- What is expected -
Write the data out again, character for character, with no images.

- Data supplied -
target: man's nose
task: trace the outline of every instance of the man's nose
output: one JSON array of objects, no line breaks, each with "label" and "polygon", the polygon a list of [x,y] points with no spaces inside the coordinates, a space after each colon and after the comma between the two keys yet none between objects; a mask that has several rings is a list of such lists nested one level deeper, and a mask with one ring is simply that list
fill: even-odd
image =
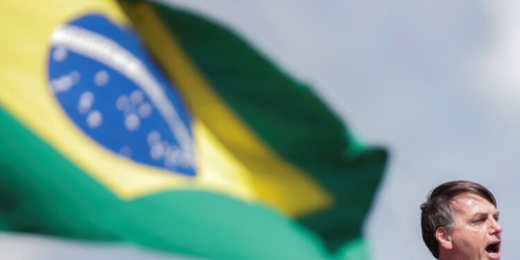
[{"label": "man's nose", "polygon": [[492,223],[491,228],[489,229],[490,235],[502,233],[502,226],[496,220],[494,219]]}]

- Right answer -
target: man's nose
task: trace the outline of every instance of the man's nose
output: one JSON array of objects, no line breaks, each with "label" and "polygon", the polygon a list of [x,y] points with no spaces inside the coordinates, a space after each colon and after the comma between the two keys yet none between objects; a mask that has several rings is a list of such lists nested one level deeper, and a mask with one ring is simply that list
fill: even-odd
image =
[{"label": "man's nose", "polygon": [[492,223],[491,228],[489,229],[490,235],[502,233],[502,226],[496,220],[494,219]]}]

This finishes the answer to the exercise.